*AIM*
Reproduce verbatim the lines of the items below, starting at the line that contains "find green paint" and ending at the last line of the items, with both ends included.

┄┄┄┄┄┄

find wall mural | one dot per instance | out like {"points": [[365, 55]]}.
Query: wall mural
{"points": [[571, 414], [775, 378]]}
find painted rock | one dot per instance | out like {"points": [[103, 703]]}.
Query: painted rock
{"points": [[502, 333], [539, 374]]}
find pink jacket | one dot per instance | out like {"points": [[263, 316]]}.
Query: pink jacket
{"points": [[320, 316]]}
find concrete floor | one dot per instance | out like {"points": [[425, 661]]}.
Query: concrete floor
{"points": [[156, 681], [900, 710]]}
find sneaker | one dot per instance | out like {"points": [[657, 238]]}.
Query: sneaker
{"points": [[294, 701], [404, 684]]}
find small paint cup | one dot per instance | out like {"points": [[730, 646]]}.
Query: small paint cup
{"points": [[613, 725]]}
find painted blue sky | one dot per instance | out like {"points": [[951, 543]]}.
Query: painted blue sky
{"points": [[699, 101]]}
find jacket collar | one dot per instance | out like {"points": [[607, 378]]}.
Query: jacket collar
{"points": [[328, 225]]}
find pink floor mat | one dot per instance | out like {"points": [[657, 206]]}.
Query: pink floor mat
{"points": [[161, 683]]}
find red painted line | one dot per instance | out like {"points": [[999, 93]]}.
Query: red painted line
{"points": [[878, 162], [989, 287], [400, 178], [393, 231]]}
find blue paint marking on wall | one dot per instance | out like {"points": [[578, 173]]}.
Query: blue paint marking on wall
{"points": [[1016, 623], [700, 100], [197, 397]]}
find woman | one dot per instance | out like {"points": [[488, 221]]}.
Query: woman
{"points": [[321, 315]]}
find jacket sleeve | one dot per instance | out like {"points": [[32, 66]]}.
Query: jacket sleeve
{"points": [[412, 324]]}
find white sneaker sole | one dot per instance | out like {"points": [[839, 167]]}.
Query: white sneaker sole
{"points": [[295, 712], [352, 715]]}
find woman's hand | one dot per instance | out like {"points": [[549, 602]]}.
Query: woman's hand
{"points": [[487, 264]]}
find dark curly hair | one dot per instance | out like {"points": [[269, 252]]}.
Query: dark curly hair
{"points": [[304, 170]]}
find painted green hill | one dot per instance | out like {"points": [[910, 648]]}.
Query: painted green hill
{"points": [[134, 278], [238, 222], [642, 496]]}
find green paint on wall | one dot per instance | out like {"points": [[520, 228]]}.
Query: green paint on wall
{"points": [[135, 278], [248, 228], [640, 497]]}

┄┄┄┄┄┄

*ANSWER TO THE TASK*
find green paint on wall | one dot per instance | out like {"points": [[520, 228]]}.
Query: green paint on wall
{"points": [[135, 278], [248, 228], [640, 497]]}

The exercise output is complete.